#### Texto proporcionado
★ ★ ★
Estas imágenes son muy
educativas, pues chocan de frente con las visiones románticas de "la
naturaleza apacible", una especie de paraíso terrenal creado por un dios
bondadoso donde las criaturas viven en armonía. Algo así como la "isla del
Edén“ en la tira cómica de El Fantasma,
“el duende que camina” (una vieja tira cómica que no era cómica sino de
aventuras y salía en El Tiempo los domingos).
La realidad del orden natural es todo lo contrario, la vida silvestre es
el reino de la muerte, donde impera el intenso sufrimiento de los
"inocentes", el martirio permanente de las "criaturas de
Dios".
No hay justicia en la naturaleza. No tiene por qué haberla, pues no
hay" buenos" ni "malos". Pero el moralismo proyecta a la
naturaleza la moral humana y si la persona es capaz de asomarse a esta
realidad, se estrella contra la amoralidad
del mundo objetivo.
No es difícil entender que si la
especie humana estuvo sometida a los peligros de las fieras y las serpientes
durante la mayor parte de su historia, ese miedo perviva en nosotros, aunque
hoy no se justifique racionalmente. El
miedo es desagradable, por tanto el cerebro se las amaña para construir una
visión romántica, dulcificada, del mundo natural. Llevamos incorporadas unas “gafas rosadas”,
enraizadas emocionalmente, que cuesta quitarse.
Estamos llenos de sesgos
psicológicos, las gafas románticas son apenas un ejemplo entre muchos.
Eliminarlos, minimizarlos o aprender a estar alerta frente a ellos es necesario
para entender la realidad. Tal
eliminación o manejo consciente es el objetivo del entrenamiento en pensamiento
crítico.
Con el estudio de la historia de
la sociedad humana pasa algo similar. Nos cuesta quitarnos las gafas. Y la
miramos desde el presente proyectando juicios morales apasionados. Examinamos el pasado de manera anacrónica y
maniqueísta, entonces juzgamos a los personajes históricos con los valores
morales de hoy y a veces hasta con el orden jurídico actual. Y salimos a vengarnos insuflados de rabia y odio contra el mármol y
el bronce en medio de una borrachera simbólica.
Las telenovelas turcas están de
moda, como antes las mexicanas, venezolanas o nuestras propias producciones
colombianas. El melodrama siempre ha
tenido éxito, con sus malos malos y sus buenos buenos, a pesar de ser una
simple y tonta caricatura de las interacciones humanas, pues logra mover
nuestras pasiones primarias. El buen
cine y la buena literatura se alejan de esa simpleza para poder profundizar en
la complejidad de la condición humana.
La buena historiografía también, nada de leyendas blancas, rosadas o
negras. Al igual que en etología
-ciencia de la conducta animal- en historia también tienes que quitarte las
gafas románticas si quieres conocer la realidad.
Somos el producto del pasado que
existió y que no podemos cambiar ni acomodar a nuestros valores actuales. Reconocer el pasado es reconocernos a
nosotros mismos, sin ínfulas de supremacía moral.
★ ★ ★
#### Datos para analizar

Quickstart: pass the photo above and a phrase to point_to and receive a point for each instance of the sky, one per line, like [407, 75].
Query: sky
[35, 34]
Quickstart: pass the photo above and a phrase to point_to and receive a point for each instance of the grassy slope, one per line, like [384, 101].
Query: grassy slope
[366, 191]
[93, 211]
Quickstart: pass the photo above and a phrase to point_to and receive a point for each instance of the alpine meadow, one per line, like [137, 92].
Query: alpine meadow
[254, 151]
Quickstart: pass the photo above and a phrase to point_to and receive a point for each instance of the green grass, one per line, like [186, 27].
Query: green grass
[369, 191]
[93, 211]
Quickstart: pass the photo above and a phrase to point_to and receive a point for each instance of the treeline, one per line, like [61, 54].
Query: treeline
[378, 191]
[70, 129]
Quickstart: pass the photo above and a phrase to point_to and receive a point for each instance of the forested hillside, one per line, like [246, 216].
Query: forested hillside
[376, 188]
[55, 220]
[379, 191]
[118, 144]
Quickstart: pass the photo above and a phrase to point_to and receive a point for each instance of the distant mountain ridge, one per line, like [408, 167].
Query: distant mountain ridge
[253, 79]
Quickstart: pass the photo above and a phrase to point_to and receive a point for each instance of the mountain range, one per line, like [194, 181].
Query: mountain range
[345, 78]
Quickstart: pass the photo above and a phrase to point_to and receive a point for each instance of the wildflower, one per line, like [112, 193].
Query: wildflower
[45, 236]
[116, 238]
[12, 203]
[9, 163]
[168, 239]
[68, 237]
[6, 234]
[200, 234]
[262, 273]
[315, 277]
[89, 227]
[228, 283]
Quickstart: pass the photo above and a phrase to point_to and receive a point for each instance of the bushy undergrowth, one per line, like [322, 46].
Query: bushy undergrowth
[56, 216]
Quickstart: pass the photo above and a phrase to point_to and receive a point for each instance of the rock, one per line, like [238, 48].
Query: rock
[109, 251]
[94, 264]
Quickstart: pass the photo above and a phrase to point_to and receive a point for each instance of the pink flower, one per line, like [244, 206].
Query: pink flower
★ ★ ★
#### Consigna
Traduce al inglés esta oración del texto proporcionado: «Reconocer el pasado es reconocernos a nosotros mismos, sin ínfulas de supremacía moral». Los ítems provienen de una fuente distinta a la del texto proporcionado.

#### Resultado
Recognizing the past is recognizing ourselves, without pretensions of moral superiority.